To do » List every line in this data where the string "oven" occurs.

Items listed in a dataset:

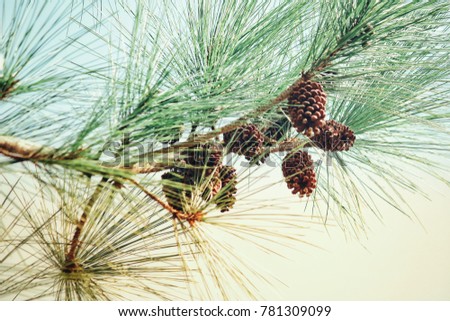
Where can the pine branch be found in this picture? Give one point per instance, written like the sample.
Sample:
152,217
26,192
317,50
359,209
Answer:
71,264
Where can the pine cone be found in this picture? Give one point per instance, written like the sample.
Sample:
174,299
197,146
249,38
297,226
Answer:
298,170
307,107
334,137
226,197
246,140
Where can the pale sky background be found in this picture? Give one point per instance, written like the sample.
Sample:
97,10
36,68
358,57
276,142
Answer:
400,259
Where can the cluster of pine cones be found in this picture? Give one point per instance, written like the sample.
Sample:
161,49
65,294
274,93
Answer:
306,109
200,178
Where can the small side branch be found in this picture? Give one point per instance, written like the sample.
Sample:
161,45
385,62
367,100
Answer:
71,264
--
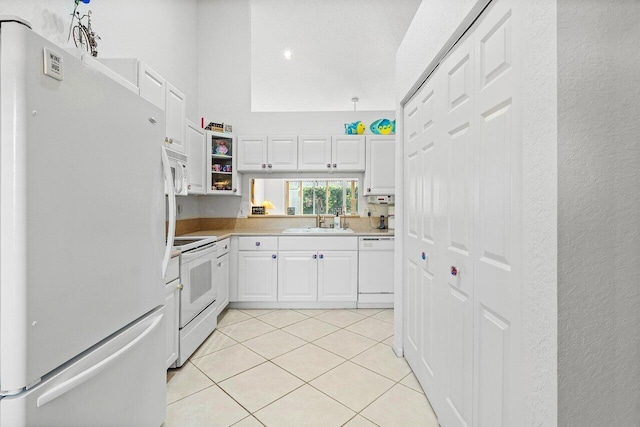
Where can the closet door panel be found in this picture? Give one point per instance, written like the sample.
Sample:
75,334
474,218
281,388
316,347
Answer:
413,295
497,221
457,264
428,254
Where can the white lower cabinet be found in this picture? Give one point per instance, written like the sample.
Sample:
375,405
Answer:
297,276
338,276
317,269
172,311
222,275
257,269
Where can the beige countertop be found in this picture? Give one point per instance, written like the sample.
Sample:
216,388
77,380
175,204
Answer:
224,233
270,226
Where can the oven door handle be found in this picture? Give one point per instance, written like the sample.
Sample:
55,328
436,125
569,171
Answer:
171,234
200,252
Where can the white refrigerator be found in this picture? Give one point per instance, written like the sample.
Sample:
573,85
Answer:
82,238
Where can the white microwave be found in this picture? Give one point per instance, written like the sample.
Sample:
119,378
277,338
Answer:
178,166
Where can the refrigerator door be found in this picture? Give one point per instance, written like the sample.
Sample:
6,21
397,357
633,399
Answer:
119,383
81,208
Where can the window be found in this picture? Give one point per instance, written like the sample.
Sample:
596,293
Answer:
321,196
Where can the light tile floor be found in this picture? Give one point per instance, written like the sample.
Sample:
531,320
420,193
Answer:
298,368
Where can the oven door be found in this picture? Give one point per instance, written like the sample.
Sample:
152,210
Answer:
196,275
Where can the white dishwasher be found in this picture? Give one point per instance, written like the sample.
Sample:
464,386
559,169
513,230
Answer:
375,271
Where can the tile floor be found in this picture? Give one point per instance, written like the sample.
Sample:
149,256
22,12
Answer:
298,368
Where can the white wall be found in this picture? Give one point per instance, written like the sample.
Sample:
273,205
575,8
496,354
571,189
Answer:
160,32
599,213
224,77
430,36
...
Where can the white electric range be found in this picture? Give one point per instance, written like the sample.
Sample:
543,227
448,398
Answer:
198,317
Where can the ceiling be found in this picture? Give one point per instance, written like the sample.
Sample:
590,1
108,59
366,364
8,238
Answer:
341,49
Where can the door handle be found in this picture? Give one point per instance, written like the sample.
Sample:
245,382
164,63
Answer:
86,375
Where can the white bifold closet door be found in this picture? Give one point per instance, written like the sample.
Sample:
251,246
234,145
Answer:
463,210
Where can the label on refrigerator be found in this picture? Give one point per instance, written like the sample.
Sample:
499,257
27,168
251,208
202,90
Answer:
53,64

Solution for this exercise »
Where can the oven door handle be found in this picture? Give one point per instance, written like the sample.
Where can the oven door be found in this picture? Give one point per instance, written like the sample.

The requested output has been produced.